# [Tasks to carry out]
a) Translate this sentence from the text on decompression sickness and oxygen into Spanish: "The key here is “inert,” as oxygen is not inert, it is used by the body."
b) Write the next part of the text on decompression sickness and oxygen, starting after its last sentence.

Well, let’s do some thinking, like a “thought experiment.” Decompression sickness (DCS) is caused by inert gas or gases that, upon ascent from depth, cause the gas to form bubbles in the diver’s tissues. The key here is “inert,” as oxygen is not inert, it is used by the body. Nitrogen, hydrogen, helium and argon (I think) have all been used to modify decompression profiles or solve other problems (like nitrogen narcosis). Also, each of these gases will not form bubbles in water that is less than two atmospheres absolute pressure (33 feet or 10 meters). With an oxygen rebreather, not only is there no inert gas, but any residual nitrogen gas within the body is in the very low percentages (Probably parts per million). Also the depth limitation on pure oxygen is 25 feet (about 8 meters). So listen to Duke Dive Medicine when they say, “…there’s no mechanism for DCS there.”

By the way, when I went through the U.S. Naval School for Underwater Swimmers School in Key West, Florida in 1967, we were put into a chamber and given an “Oxygen Tolerance Test,” by taking us down to 66 feet pressure, putting on a mask with pure oxygen, and told to breathe it for the next 15 minutes. A couple had problems, but I did not.

SeaRat
 
Hello

Decompression sickness occurs because bubbles form from dissolved nitrogen (or other inert gases) in tissues that become supersaturated during decompression. Bubble formation from dissolved oxygen is extremely unlikely in plausible human hyperbaric or diving scenarios. This is because supersaturation of a tissue with dissolved oxygen is also very unlikely for several reasons.

[Stored data]
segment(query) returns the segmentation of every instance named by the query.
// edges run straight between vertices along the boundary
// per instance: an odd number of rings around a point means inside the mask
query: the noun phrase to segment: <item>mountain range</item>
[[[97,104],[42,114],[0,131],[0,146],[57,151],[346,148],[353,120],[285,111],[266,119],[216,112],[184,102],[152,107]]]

# [Numbered answers]
a) La clave aquí es «inerte», ya que el oxígeno no es inerte: el cuerpo lo utiliza.

b)
In theory, O2 in tissues won't behave like an inert gas, that is, steadily washing in so that the dissolved pressure of oxygen (PO2) rises to eventually equilibrate with the arterial PO2, because of oxygen metabolism in the tissue. I would have to think about this a little more, but this probably could not happen unless the arterial PO2 exceeded that required to provide tissue oxygen metabolic requirements from dissolved oxygen alone without a need for oxygen on hemoglobin (somewhere in excess of 2000 mmHg, >2.5 ATA). After that, I suppose oxygen could start to behave like an inert gas in terms of accumulation in tissue. However, divers obviously won't use anything like such high PO2s in diving.

We do start to get close to those sort of arterial pressures of oxygen in a hyperbaric chamber and it is possible that some oxygen could start to accumulate in tissues But even so, I think it would take a very fast, if not explosive, decompression to precipitate bubble formation from dissolved oxygen whereas hyperbaric chamber decompressions are very controlled and slow. During a controlled decompression, oxygen washout as inspired pressure falls would be markedly accelerated by tissue metabolism of oxygen (and dissolved oxygen in the tissue would be the first used, before any extraction from blood). Under these circumstances tissue oxygen bubble formation would be almost impossible.

Interestingly, the famous Ken Donald claimed to have produced "oxygen bends" in goats (see attached paper). However, there are a couple of salient feature of the Donald study which I think are consistent with what I have said above. The animals were breathing 3.6 atmospheres of oxygen over 60 minutes, so some degree of oxygen behaving like an inert gas would have been at play at that pressure. The decompression was very fast (150' to surface in 120 seconds after 60 min at depth). It is also notable that the goats breathed some nitrogen at an equivalent PN2 as air at of 50' for 60 minutes which is not an inconsequential nitrogen load in human diving terms (although I have not looked at any decompression tables for goats recently!!). Anyway, the bottom line is that Donald may indeed have demonstrated oxygen bends (the quick recovery he saw after symptoms developed is consistent with that) but only under circumstances that are not relevant to diving (including oxygen rebreathers) or hyperbaric chamber exposures in the modern context.